Every entry must appear in the output exactly as it does here.

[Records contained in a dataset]
****************************************

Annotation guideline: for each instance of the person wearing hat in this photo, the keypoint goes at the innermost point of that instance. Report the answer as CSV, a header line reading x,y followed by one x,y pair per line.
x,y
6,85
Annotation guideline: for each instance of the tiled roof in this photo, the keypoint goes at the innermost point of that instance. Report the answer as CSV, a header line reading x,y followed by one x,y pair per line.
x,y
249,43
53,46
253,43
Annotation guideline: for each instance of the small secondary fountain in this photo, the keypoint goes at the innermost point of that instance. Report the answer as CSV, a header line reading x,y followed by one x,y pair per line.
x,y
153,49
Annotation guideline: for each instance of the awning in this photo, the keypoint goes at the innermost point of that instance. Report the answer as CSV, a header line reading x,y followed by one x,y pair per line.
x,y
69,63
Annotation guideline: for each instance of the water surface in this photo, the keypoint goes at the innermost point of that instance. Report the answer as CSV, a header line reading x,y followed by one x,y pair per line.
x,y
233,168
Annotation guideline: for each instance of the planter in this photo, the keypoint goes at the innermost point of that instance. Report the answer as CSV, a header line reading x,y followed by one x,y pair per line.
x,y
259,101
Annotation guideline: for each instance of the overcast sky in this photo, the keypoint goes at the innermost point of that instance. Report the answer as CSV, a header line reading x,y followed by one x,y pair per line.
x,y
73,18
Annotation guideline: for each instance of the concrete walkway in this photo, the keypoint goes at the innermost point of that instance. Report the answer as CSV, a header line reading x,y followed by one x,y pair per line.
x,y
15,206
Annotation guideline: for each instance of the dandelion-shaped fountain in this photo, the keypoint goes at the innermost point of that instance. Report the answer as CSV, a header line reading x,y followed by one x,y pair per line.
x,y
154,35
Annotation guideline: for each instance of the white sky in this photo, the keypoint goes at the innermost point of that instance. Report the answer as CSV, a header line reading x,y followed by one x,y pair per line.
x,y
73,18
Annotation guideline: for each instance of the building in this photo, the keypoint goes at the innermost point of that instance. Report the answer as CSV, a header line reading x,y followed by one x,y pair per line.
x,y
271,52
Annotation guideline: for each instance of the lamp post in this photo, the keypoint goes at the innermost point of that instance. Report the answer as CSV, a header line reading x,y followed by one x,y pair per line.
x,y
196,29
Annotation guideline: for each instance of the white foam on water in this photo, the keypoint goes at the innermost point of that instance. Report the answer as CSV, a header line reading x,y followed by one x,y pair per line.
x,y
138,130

****************************************

**REPLY TO THE EXERCISE**
Annotation guideline: for each instance of the person wearing hat in this photo, the keypoint goes at the innermost point of that instance. Report the answer as CSV, a header line reading x,y followed by one x,y pair per line.
x,y
6,85
Annotation guideline: for each instance of the tiled roof in this photo, the keypoint goes at the innermost point of that instance. Report the answer as CSV, a header line reading x,y followed by one x,y pair per line.
x,y
249,43
53,46
253,43
Annotation guideline: for each instance of the small secondary fountain in this photo, the keypoint goes at the innermost point of that instance. Report the answer as CSV, a header line reading x,y followed by one x,y pair per line.
x,y
153,49
Annotation guideline: for each instance of the awning in this photo, the keypoint goes at the innermost point of that instance. Report the answer as CSV, a header line reading x,y followed by one x,y pair per line.
x,y
69,63
Annotation guideline: for each instance of the water surface in this photo, the keypoint goes at the innermost point of that instance. Report the answer as CSV, a header line reading x,y followed by one x,y pair per line.
x,y
233,168
Annotation guideline: for each instance of the planter in this photo, the keypoint goes at the innermost point of that instance. Report the answer as CSV, a header line reading x,y followed by one x,y pair per line.
x,y
259,101
Annotation guideline: for each instance of the overcast sky in this photo, the keypoint goes at the innermost point of that instance. Report the answer as CSV, a header line reading x,y followed by one x,y pair per line.
x,y
73,18
Annotation guideline: for each instance of the concrete walkway in this photo, the keypoint goes at the innermost point of that instance. Report the answer as CSV, a header line reading x,y followed by one x,y pair per line.
x,y
15,206
Annotation guideline: for each instance of the dandelion-shaped fountain in this photo, the keypoint goes at the innermost point of that instance. Report the answer as CSV, a header line reading x,y followed by one x,y pair per line.
x,y
154,35
Annotation guideline: for each instance of the white sky in this photo, the keypoint goes at the innermost point of that instance. Report the answer as CSV, a header line reading x,y followed by one x,y pair per line.
x,y
73,18
Annotation guideline: for each instance of the building in this photo, the keypoint goes at the innermost point of that instance. Report the answer as CSV, a header line reading x,y followed by one x,y pair per line.
x,y
271,52
Annotation guideline: for each instance of the lamp post in this photo, the keypoint goes at the innermost point of that instance. Report the answer as CSV, a header line reading x,y followed by one x,y pair per line.
x,y
196,29
Annotation guideline: for each instance of the white foam on water in this photo, the keypoint goes at the innermost point of that instance. Report the answer as CSV, a header line reading x,y followed by one x,y pair per line.
x,y
138,130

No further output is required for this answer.